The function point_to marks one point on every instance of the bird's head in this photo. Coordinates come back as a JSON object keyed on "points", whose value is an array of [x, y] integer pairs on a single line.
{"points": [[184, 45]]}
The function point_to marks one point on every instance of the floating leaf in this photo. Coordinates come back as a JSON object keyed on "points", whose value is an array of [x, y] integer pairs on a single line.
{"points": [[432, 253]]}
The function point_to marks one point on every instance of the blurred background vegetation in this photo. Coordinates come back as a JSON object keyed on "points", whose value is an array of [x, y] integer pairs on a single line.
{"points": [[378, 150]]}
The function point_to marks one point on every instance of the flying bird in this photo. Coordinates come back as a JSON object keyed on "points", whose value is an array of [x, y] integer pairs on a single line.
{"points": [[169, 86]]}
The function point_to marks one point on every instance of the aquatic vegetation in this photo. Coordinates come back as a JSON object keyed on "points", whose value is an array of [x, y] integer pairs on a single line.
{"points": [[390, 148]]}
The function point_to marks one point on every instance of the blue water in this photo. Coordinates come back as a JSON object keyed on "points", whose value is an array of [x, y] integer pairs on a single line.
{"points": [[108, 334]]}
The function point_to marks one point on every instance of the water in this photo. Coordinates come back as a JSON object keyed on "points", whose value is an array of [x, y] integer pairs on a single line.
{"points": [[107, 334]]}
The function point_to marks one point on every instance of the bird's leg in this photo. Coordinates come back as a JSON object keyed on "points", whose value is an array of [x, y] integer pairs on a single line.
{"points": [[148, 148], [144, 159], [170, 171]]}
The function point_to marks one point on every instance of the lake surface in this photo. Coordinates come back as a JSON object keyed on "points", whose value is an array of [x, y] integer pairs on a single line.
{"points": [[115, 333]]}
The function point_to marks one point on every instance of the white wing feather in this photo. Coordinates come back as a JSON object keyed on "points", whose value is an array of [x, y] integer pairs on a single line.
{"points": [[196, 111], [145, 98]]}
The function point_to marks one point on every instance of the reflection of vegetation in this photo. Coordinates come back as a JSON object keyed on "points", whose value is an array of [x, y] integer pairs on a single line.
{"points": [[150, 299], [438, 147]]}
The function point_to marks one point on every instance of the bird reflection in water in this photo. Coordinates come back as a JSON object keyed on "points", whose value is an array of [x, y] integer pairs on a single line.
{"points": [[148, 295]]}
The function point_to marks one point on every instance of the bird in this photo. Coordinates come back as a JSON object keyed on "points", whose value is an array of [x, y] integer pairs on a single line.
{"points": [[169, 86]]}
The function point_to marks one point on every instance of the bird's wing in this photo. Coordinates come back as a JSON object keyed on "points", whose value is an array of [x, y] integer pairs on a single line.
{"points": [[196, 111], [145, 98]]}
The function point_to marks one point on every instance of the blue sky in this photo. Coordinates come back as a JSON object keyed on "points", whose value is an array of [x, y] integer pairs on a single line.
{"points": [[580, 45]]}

▶ YOUR GOAL: Restate each record word for word.

▶ OUTPUT FOR THIS EXERCISE:
The function point_to marks one point on every instance of the bird's head in this photo. Coordinates come back as a JSON object keyed on "points", whose value is an array of [x, y] integer pairs on a single line.
{"points": [[184, 45]]}
The function point_to marks one point on every instance of the floating leaf in this photo. Coordinates come back as a JSON object keyed on "points", whose value is an array of [x, y] integer pairs on a single line.
{"points": [[432, 253]]}
The function point_to marks one point on every instance of the blurred background vegetation in this photo. Coordinates come back as a JSON object keyed on "points", whose value is an array of [x, y] integer pairs on a single line.
{"points": [[378, 150]]}
The function point_to marks one point on every instance of the flying bird in this photo. Coordinates come back as a JSON object keyed on "points", whose value is an array of [x, y] integer pairs on a single line.
{"points": [[169, 86]]}
The function point_to marks one point on every instance of the aquatic vegetation in this photo. Coordinates come back as a JSON object keyed on "points", whose value is an array of [x, y] integer pairs on a single line.
{"points": [[390, 148]]}
The function point_to marks one point on every instance of the blue water in this photo. Coordinates come back as a JSON object keyed on "points", whose value is an array of [x, y] integer pairs on a single line.
{"points": [[108, 334]]}
The function point_to marks one point on every instance of the water in this photo. Coordinates come back as a JSON object keyed on "points", whose value is an array of [x, y] integer pairs on a single line.
{"points": [[107, 334]]}
The function point_to marks one point on every instance of the bird's leg in this photo. Coordinates come back as a JSON object keyed on "points", whose value is an array of [x, y] integer pairs on a single line.
{"points": [[148, 148], [144, 159], [170, 171]]}
The function point_to marks one point on every instance of the lake surface in this photo. Coordinates come back as a JSON object keyed on "points", whose value is an array of [x, y] integer pairs on a single line.
{"points": [[115, 333]]}
The function point_to marks one point on every instance of the white wing feather in this photo. Coordinates come back as a JSON object keyed on "points", whose value is an array of [x, y] integer pairs on a single line.
{"points": [[196, 111], [145, 98]]}
The function point_to marks one point on every instance of the reflection of vegetation in this photo. Coordinates come back as a JSON object keyed on "points", whose value is an array of [x, y] integer pairs on a single line.
{"points": [[150, 299], [438, 147]]}
The function point_to marks one point on every instance of the bird reflection in water in this photo. Coordinates come back as a JSON object keyed on "points", whose value is an array of [x, y] integer pairs on a single line.
{"points": [[148, 295]]}
The function point_to marks one point on every instance of the bird in this photo. Coordinates come back as a JSON object keyed on "points", whose value is an array of [x, y] integer pairs on a single line.
{"points": [[169, 86]]}
The function point_to marks one point on every instance of the bird's wing in this photo. Coordinates come back as a JSON object keyed on "points", whose value is an array of [x, y] integer pairs on a single line.
{"points": [[196, 111], [145, 98]]}
The function point_to marks one point on every instance of the blue sky in this photo. Coordinates come back as a JSON object keyed on "points", whose value is an array of [x, y] integer pairs on a single line.
{"points": [[580, 45]]}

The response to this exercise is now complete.